**Given exercise:** Your output is the line containing "the white stone" plus all lines after it to the end of the records, reproduced exactly, with nothing else.

[Pointing dataset excerpts]
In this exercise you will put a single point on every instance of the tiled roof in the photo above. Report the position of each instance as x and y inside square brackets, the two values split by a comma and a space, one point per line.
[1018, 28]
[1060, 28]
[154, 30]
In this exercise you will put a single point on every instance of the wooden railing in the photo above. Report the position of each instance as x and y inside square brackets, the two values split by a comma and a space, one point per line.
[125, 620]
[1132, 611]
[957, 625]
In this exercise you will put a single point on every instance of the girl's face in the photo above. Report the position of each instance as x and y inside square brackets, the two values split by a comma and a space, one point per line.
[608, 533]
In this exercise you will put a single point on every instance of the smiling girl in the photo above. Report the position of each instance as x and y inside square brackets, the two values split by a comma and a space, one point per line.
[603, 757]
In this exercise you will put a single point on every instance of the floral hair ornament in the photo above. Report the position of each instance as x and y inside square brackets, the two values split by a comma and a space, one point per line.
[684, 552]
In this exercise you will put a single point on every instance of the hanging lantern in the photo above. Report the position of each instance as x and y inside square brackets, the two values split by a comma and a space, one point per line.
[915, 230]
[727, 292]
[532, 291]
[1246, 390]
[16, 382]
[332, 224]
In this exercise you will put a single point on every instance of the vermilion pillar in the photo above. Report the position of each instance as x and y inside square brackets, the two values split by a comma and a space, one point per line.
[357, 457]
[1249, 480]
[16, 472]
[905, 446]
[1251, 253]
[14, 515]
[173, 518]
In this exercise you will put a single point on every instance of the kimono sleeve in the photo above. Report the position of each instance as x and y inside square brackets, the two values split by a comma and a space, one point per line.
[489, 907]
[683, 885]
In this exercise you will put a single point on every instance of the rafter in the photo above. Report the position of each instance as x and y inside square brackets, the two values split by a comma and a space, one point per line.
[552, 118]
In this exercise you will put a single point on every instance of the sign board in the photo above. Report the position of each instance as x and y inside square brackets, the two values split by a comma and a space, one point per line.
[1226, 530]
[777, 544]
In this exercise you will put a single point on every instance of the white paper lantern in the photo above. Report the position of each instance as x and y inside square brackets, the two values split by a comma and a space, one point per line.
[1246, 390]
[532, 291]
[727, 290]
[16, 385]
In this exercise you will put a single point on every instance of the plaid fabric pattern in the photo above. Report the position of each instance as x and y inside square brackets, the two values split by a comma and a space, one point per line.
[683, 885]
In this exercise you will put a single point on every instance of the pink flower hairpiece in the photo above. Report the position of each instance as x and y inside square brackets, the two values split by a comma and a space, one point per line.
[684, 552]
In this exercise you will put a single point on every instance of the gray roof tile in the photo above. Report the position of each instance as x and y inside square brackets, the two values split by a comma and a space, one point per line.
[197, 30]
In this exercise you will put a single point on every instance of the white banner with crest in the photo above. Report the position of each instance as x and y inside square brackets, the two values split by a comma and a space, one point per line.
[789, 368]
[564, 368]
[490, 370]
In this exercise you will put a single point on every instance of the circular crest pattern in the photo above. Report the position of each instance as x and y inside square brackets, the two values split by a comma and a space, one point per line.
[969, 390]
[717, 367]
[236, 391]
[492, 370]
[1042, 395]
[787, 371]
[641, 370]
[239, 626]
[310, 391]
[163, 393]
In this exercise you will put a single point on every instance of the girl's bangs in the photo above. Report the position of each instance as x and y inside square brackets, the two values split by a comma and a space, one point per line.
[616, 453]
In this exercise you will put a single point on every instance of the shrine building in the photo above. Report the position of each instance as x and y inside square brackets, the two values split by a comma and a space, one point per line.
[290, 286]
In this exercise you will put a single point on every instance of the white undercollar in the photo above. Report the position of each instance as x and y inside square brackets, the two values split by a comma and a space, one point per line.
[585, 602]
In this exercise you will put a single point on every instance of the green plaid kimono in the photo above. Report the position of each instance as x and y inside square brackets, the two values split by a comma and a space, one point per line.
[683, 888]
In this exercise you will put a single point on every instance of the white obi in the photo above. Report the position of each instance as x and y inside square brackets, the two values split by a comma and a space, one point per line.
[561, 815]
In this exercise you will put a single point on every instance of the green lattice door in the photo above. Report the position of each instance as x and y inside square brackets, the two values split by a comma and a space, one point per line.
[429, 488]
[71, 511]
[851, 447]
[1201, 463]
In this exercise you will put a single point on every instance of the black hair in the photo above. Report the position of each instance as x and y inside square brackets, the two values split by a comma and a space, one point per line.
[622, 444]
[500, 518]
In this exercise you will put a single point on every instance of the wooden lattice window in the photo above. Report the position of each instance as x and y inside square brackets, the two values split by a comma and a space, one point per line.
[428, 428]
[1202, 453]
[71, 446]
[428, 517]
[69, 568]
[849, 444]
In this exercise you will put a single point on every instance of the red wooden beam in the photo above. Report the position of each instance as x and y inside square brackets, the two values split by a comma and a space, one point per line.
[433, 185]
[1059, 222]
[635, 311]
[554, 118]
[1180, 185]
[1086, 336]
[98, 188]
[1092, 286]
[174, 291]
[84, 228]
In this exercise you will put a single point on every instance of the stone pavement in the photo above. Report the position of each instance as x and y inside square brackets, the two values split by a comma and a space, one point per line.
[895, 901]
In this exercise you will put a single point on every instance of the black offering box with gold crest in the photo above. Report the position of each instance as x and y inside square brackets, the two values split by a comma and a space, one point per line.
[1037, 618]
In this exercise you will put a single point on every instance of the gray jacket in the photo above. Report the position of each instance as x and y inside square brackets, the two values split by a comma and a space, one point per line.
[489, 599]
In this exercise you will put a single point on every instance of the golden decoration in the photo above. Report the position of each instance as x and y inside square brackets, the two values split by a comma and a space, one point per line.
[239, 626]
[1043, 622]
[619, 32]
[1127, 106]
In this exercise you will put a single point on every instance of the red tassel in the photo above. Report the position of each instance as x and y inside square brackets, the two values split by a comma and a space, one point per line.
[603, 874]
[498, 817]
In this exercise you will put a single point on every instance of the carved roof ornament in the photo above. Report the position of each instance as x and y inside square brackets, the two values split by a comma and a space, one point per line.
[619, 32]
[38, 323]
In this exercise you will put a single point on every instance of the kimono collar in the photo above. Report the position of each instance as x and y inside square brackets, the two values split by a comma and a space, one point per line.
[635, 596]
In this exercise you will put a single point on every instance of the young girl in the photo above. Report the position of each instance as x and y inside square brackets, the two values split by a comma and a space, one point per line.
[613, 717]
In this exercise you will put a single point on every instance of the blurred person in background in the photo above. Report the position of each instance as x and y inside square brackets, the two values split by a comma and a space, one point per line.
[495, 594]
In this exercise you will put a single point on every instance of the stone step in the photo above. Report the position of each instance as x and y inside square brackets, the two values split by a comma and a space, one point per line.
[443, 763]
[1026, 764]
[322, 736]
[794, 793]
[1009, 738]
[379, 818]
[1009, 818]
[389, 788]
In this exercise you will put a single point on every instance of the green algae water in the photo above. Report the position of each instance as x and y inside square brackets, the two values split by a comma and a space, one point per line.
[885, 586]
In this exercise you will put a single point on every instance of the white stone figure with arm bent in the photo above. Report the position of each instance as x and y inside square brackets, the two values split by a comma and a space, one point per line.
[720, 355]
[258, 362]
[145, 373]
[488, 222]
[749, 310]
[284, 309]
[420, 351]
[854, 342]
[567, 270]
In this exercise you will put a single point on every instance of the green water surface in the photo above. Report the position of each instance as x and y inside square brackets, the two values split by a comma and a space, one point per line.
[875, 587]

**Output:**
In this exercise you will put a single point on every instance of the white stone figure with arm bent in the photo above. Report the position of each instance as x and y inside square brackets, the two values split by a comma and a space, one point per line.
[720, 355]
[258, 362]
[145, 373]
[488, 222]
[749, 310]
[284, 309]
[420, 351]
[854, 342]
[567, 270]
In this exercise you will put a single point on every instance of the green water surface in the photo above. Report the position of each instance as x and y inside square brackets, the two values split by a comma and a space, one point per line.
[875, 587]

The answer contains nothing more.